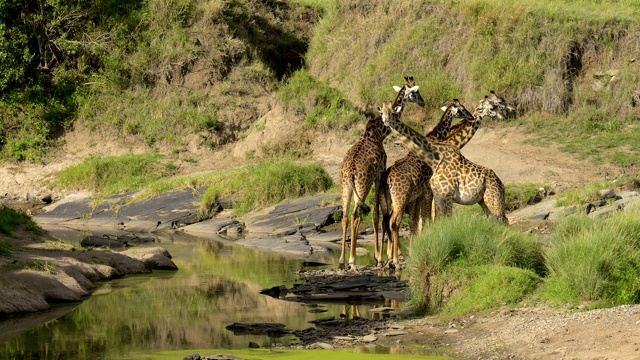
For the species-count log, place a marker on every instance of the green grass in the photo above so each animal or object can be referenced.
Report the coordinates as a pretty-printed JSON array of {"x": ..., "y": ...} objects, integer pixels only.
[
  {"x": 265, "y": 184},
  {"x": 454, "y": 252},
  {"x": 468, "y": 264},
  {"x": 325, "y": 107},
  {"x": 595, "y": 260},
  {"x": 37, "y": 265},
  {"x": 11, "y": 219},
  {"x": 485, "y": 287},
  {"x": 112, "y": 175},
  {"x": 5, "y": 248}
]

▬▬▬

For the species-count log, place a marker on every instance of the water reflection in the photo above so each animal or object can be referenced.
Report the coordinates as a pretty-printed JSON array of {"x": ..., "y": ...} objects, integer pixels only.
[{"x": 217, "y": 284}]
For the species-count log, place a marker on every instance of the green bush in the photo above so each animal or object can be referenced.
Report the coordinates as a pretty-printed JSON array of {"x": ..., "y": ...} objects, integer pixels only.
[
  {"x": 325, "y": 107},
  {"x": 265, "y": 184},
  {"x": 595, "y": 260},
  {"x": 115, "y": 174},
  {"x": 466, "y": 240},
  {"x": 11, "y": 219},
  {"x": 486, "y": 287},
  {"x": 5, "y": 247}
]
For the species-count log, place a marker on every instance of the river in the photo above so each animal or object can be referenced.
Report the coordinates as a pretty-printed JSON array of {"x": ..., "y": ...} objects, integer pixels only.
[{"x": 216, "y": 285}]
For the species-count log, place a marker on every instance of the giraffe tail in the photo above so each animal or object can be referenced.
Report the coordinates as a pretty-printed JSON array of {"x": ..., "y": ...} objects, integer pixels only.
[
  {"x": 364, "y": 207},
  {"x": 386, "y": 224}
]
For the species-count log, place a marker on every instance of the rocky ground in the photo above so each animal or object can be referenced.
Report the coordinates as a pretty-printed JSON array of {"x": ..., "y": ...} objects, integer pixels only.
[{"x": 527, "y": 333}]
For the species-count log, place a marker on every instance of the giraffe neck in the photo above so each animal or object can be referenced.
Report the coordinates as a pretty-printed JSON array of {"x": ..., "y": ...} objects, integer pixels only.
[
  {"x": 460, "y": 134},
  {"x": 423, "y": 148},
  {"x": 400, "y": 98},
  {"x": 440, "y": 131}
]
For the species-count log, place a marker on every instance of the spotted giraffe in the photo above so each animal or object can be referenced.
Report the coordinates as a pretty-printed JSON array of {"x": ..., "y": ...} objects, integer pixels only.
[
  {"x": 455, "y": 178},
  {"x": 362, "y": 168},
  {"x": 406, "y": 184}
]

▬▬▬

Please list every line of the items above that contains the word "giraffe", treating uppercase and lowercase as different.

The completed task
For the species-count log, place a marker on every instance of the giraffe tail in the photo above so each animal or object can be referenced.
For the species-count log, place a marker on every instance of the giraffe neck in the photo above so each animal or object can be referenced.
For the species-count log, place a marker on every instance of the spotted giraffe in the photo above so each animal or object can be referenced.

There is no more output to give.